If the head is up its a pigroot. If the head is down its a buck. Some horses can do massive pigroots though hence why a lot of people will call it a buck.
Also depends on the legs too, if all four leave the ground, or the horse does the seesaw motion, then yeah it's a buck.


----------



## COWCHICK77 (Jun 21, 2010)

For me it depends on the reason of the buck. 
In the OP's case it sounds like a "feel good" jump. Having fun running up a hill and some wind in the ears. I would probably spank his bottom and make him do something a little more strenuous to get the point across that it wasn't acceptable.

On a horse more serious about bucking but still feeling good I would hold up a rein to tip the nose and keep the head up and run his *** off if the ground permits. A horse still might try to get something done but it's hard to get any power in the buck with a hollow back and staring at the moon. If the ground is bad it would be ideal to feel it before it starts and bend him around much like I would do with one that is cold backed to talk him out of it. Beware of the switch of directions, they will try to sneak one off then. The switch in directions needs to be quick yet smooth as not to snatch at him or allow him time to get straight.


----------



## GamingGrrl (Jan 16, 2013)

Can someone explain to me what "bridging the reins" means? I've never heard that expression before.
_Posted via Mobile Device_


----------



## Golden Horse (Feb 20, 2010)
#####
* Task requirements
1 > In the horse-bucking thread, what does COWCHICK77 warn to beware of when bending a horse to head off a buck?
2 > Write the next part of the horse-bucking thread, starting after its final header.
The data that follows has no connection to the horse-bucking thread.

* Dataset content
#####
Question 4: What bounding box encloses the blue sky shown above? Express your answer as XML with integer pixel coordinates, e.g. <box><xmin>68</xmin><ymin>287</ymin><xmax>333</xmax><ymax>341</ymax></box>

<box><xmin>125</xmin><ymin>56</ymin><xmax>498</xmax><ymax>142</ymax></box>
#####
* Solved problems
1 > The switch of directions, because the horse will try to sneak a buck in then.

2 >
Here you go a link horse back riding | EQUINE Ink | Page 5 explains it better than I can:wink:


----------



## ~*~anebel~*~ (Aug 21, 2008)

It really depends on what kind of buck you are dealing with... With a buck after a slip or something, I wouldn't worry about it too much, but as a rider, you should be able to feel these things coming and already have your hands up to get the head up before he has a chance to get his bum up.
That's how I tell a really good rider - not if they can sit a buck, but if they can prevent a buck. Sometimes a rodeo is going to happen anyways, but if the horse is a bit hot and a rider can ride tactfully and with good timing through it, it's far easier than dealing with a buck.

With a horse who is "feel good" bucking, I kick their little butts into high gear. Like move it buster!! That's not allowed 

With a horse who is bucking at an aid, like the changes, or something, you have to be quick enough again to prevent the buck, and whatever comes after it. In the changes it's usually a buck and then a bolt - so when they buck you half halt them forcefully onto their hineys and keep the aid for the change on. Eventually they figure out that bucking gets them in trouble AND the aid doesn't go away.

However, if you don't have the timing for these things, I would really highly recommend getting someone on the horse who does. A poorly timed correction is worse than no correction and as was pointed out, can actually make the issue worse.
Good luck!


----------



## RacingAustralia (Aug 7, 2012)

GamingGrrl said:


> Can someone explain to me what "bridging the reins" means? I've never heard that expression before.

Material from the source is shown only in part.